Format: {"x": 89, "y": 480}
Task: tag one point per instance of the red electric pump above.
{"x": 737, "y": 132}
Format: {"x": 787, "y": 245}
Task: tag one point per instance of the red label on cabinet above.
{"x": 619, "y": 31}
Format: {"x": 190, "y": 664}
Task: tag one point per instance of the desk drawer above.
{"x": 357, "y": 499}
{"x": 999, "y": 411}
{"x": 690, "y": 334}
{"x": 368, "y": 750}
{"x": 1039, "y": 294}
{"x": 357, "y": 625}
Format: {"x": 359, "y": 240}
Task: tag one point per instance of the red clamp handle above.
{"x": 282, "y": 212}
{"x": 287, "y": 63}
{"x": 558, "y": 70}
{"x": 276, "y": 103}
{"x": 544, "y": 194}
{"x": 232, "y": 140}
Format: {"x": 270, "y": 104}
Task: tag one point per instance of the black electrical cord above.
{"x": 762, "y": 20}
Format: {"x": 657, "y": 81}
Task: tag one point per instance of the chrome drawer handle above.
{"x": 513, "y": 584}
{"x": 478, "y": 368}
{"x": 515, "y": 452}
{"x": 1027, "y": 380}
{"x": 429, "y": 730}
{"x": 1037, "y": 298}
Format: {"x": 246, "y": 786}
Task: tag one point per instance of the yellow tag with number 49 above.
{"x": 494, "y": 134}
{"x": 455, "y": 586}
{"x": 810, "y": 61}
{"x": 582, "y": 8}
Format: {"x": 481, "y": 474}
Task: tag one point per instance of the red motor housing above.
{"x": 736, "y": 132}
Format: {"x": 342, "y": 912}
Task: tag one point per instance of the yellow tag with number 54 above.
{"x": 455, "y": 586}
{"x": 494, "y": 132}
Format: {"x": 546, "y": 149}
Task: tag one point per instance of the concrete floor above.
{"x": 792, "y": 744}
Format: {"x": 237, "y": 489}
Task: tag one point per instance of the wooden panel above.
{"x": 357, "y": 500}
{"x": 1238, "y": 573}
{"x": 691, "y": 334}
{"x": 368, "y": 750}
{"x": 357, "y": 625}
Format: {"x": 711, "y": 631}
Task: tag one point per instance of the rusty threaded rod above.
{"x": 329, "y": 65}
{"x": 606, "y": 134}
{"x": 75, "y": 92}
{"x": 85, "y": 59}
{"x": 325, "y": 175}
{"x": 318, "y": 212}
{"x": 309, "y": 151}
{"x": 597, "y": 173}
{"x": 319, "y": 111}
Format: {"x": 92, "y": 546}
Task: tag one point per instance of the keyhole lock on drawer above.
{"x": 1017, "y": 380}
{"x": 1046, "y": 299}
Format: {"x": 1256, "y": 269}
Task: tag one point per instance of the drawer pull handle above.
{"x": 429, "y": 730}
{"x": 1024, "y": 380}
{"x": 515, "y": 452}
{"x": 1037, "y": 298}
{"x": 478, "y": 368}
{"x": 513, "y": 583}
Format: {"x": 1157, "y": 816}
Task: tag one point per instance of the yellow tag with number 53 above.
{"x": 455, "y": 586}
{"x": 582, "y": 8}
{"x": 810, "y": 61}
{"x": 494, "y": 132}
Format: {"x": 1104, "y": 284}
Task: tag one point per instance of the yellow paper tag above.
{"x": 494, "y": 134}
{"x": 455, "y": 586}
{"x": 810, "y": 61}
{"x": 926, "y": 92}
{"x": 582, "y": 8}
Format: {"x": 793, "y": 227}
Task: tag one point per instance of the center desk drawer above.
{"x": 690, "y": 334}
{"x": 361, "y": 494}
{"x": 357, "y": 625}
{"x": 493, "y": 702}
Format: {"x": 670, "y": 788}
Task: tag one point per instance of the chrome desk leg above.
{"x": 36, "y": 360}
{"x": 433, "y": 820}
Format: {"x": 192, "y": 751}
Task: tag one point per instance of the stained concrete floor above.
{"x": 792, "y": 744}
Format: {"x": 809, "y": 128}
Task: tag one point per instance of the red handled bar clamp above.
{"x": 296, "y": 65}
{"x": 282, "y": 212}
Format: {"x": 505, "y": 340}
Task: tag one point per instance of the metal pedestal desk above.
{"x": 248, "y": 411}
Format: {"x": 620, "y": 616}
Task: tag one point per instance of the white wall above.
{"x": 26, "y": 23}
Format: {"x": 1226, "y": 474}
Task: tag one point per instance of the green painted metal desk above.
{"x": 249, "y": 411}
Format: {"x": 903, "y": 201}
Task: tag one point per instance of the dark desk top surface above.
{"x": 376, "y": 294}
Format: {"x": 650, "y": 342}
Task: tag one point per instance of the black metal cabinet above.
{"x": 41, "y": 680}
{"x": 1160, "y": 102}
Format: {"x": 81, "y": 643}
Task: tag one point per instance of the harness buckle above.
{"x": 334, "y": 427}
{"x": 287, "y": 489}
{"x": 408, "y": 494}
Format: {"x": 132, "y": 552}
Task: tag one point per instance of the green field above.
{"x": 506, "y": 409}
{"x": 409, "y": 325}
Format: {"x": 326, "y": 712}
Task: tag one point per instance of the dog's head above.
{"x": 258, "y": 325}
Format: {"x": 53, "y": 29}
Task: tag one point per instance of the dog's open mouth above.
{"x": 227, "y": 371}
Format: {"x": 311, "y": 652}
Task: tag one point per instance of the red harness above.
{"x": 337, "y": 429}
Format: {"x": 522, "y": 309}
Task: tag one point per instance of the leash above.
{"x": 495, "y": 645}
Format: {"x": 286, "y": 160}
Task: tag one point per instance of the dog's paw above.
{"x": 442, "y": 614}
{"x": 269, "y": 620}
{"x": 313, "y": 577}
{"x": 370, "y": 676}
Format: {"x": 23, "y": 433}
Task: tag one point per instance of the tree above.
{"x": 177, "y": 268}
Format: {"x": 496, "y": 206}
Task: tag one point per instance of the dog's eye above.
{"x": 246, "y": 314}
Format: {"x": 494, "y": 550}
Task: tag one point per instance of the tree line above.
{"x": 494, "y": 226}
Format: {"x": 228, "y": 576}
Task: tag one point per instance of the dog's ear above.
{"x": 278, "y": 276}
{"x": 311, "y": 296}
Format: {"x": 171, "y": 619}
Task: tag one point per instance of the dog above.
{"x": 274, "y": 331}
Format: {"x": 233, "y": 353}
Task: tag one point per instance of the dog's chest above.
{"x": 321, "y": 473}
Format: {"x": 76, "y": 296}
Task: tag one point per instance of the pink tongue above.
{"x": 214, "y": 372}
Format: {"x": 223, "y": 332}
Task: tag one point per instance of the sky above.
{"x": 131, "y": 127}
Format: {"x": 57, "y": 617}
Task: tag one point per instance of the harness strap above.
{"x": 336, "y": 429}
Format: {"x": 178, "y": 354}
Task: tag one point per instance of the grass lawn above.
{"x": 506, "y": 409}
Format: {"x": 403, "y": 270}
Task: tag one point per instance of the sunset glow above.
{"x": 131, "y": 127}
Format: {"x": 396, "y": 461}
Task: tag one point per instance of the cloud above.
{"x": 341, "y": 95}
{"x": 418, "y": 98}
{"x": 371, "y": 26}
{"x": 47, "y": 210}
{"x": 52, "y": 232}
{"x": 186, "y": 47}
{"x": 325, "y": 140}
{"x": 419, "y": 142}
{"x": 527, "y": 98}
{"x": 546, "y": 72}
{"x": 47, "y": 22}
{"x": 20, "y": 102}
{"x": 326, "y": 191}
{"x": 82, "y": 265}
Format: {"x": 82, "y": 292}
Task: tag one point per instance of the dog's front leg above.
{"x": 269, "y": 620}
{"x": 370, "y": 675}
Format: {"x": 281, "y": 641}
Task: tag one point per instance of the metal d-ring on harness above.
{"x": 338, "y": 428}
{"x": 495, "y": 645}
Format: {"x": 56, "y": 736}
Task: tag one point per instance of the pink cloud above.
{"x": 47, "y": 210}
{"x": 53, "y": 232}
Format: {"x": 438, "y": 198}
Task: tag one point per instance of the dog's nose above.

==

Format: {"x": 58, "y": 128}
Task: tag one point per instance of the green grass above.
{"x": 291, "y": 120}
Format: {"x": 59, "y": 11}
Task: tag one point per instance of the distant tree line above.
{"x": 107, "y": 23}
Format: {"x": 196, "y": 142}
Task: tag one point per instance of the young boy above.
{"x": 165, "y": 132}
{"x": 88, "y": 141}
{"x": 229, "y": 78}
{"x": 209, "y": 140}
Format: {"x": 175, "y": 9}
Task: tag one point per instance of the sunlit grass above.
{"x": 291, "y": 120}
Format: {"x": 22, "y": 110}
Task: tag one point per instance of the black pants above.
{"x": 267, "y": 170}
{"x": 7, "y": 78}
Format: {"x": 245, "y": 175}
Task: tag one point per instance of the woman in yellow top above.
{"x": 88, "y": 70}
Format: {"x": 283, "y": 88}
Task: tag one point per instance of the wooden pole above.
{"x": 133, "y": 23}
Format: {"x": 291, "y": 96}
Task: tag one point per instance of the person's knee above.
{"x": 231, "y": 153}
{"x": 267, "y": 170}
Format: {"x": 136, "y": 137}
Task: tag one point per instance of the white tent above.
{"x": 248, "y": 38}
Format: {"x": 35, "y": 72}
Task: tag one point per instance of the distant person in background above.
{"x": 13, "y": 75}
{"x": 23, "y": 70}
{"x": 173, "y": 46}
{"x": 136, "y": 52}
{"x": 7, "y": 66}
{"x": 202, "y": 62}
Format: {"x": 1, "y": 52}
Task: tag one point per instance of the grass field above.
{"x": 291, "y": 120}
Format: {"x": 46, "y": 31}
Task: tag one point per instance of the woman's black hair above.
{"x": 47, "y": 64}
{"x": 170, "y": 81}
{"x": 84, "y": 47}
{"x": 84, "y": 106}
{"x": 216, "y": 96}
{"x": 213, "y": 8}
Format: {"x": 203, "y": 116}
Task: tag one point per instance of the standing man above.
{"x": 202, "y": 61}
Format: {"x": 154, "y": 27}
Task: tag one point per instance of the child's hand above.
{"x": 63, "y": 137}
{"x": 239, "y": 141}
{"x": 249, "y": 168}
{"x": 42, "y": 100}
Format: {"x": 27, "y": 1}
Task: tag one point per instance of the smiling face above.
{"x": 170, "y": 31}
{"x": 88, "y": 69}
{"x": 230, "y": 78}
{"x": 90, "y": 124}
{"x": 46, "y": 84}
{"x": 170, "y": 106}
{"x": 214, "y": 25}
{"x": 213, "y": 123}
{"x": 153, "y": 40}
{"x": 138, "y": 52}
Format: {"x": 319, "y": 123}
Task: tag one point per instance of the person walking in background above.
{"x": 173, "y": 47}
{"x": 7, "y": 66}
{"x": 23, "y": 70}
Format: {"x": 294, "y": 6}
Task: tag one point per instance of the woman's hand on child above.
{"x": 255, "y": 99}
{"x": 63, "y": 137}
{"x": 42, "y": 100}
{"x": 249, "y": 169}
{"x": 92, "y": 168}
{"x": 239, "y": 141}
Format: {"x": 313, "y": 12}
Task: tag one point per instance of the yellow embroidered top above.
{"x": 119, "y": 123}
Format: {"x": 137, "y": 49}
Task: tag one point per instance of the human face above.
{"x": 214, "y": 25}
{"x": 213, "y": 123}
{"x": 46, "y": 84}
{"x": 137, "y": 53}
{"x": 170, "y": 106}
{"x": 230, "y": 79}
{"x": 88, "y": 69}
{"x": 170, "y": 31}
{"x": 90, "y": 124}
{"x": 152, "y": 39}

--

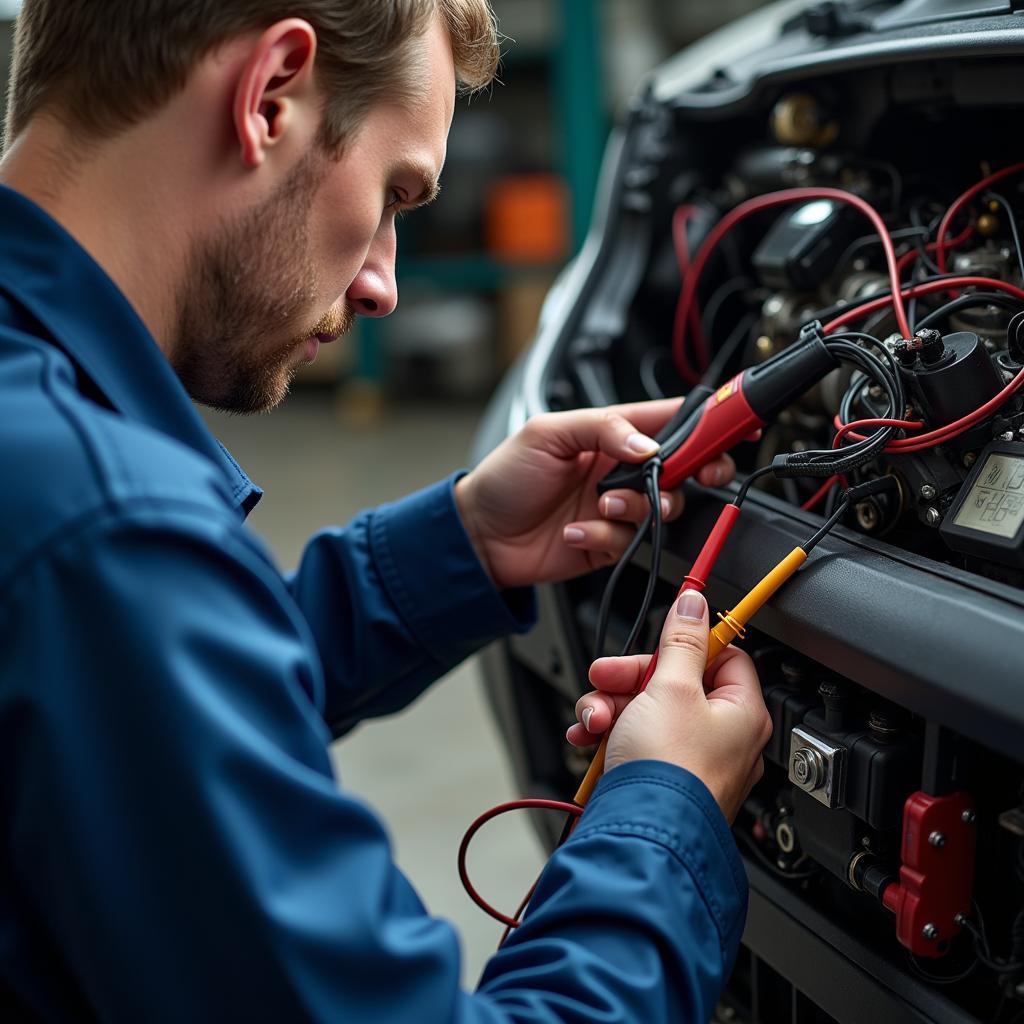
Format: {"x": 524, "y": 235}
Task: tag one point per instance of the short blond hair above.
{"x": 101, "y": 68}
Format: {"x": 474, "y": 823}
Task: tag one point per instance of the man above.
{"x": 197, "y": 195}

What you have to do:
From the records above, quote only the lines running from the line with "Task: tag one point per instance of the sunset" to the line with "Task: tag one point per instance of the dog's nose", both lines included.

Output below:
Task: tag one point per instance of the sunset glow above.
{"x": 131, "y": 127}
Format: {"x": 396, "y": 461}
Task: tag one point per instance of the cloud above.
{"x": 341, "y": 95}
{"x": 418, "y": 98}
{"x": 371, "y": 26}
{"x": 47, "y": 210}
{"x": 52, "y": 232}
{"x": 186, "y": 47}
{"x": 325, "y": 140}
{"x": 419, "y": 142}
{"x": 527, "y": 98}
{"x": 546, "y": 72}
{"x": 47, "y": 22}
{"x": 20, "y": 102}
{"x": 326, "y": 191}
{"x": 82, "y": 265}
Format: {"x": 82, "y": 292}
Task: tag one point per instance of the dog's front leg above.
{"x": 269, "y": 620}
{"x": 370, "y": 675}
Format: {"x": 281, "y": 641}
Task: tag one point per instance of the metal d-ring on harness above.
{"x": 338, "y": 428}
{"x": 495, "y": 645}
Format: {"x": 56, "y": 736}
Task: tag one point per instance of the pink cloud above.
{"x": 47, "y": 210}
{"x": 53, "y": 232}
Format: {"x": 438, "y": 198}
Task: tag one point per instance of the dog's nose above.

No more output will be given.